Start of Excerpt to read

Feature Overview

These are the currently supported features of AICM. For more detailed information on specific features, it is advised to look at the Swagger UI interactive docs. When operational, AICM provides a Swagger UI interface accessible at <IP>:<PORT>/docs.


Metrics Retrieval

AICM provides a data retrieval mechanism for the following metrics:

  • General health data (same metrics obtainable from the qaic-util tool)

  • PCIe data (as in bytes read and written)

  • DDR data (as in bytes read and written at the NSP level)

  • RAS errors (from various components of the card)

These metrics are continuously requested from the cards, and their interval can be set via command line or the config file.


Groups & Device Configuration

alt text

alt text

AICM can work with individual devices by querying their id or using groups. Any metric retrieval API has a group counterpart, and other features like policies/policy-alerts can be issued for groups. Groups are identified by a unique id that cannot start with numeric characters.

Group management is done through the various groups API. It is possible to create, modify, and delete groups and their members.

Groups are intended to be only logical and limited to a single host (cannot span over hosts). There is no check on actual devices. Once an API is requested for a group, the logical group request will result in a data response, and the dedicated field will be device_reachable=true, while the unavailable devices will return an empty response apart from a single field device_reachable=false.

End of Excerpt to read
Start of Stored data

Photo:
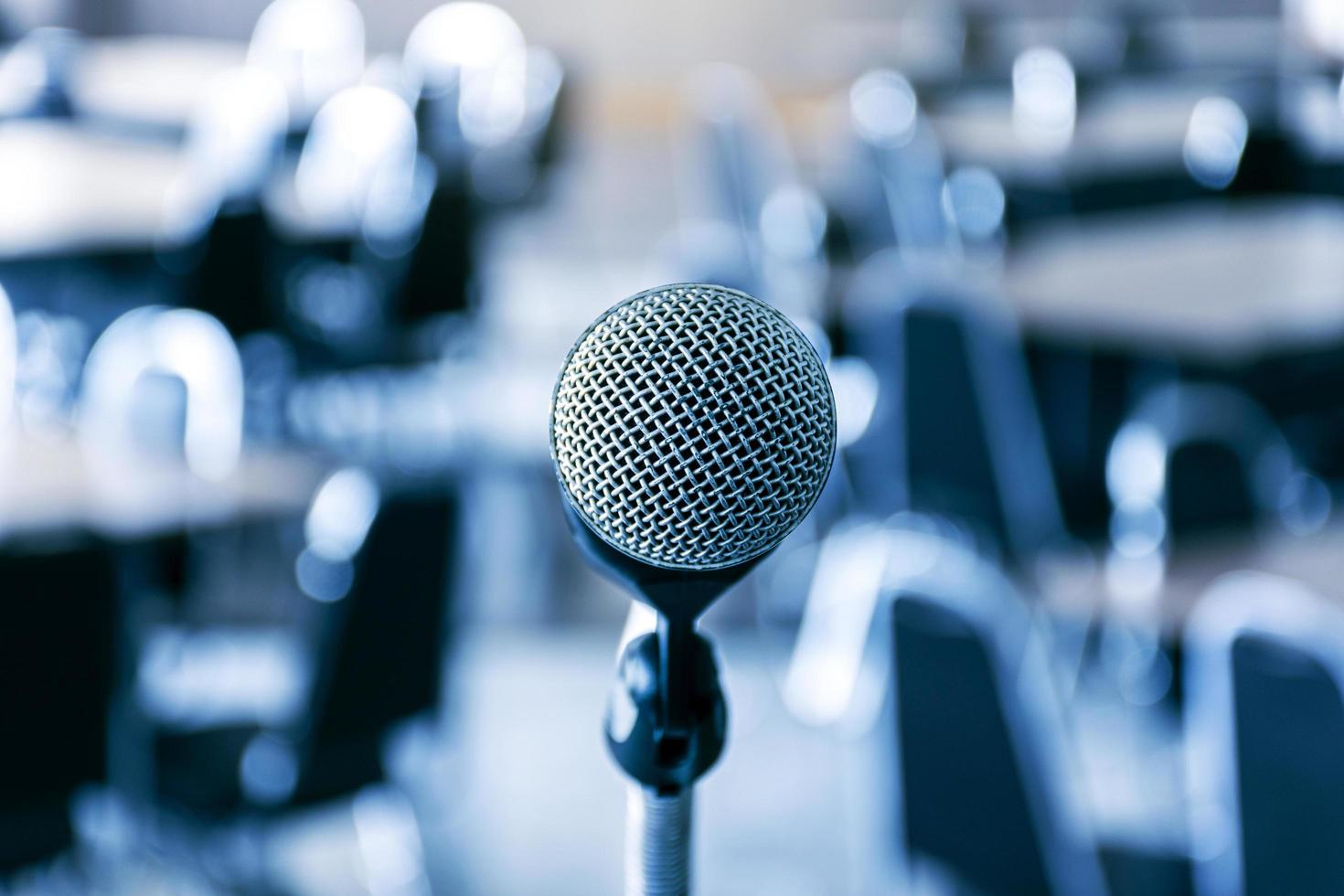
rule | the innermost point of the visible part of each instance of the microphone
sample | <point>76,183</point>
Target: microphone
<point>692,429</point>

End of Stored data

### Required tasks:
[1] Copy the part of the AICM feature overview from "Group management is" to "single field device_reachable=false." word for word.
[2] Turn the paragraph of the AICM feature overview that begins "Groups are intended to be only logical" into a short bulleted list that keeps its main facts.
The data has no connection to the AICM feature overview.

### Answers to the exercise:
[1]
Group management is done through the various groups API. It is possible to create, modify, and delete groups and their members.

Groups are intended to be only logical and limited to a single host (cannot span over hosts). There is no check on actual devices. Once an API is requested for a group, the logical group request will result in a data response, and the dedicated field will be device_reachable=true, while the unavailable devices will return an empty response apart from a single field device_reachable=false.

[2]
- Groups are only logical and are limited to a single host. They cannot span hosts.
- There is no check on actual devices.
- An API request for a group returns a data response, with the field device_reachable=true.
- Unavailable devices return an empty response except for a single field, device_reachable=false.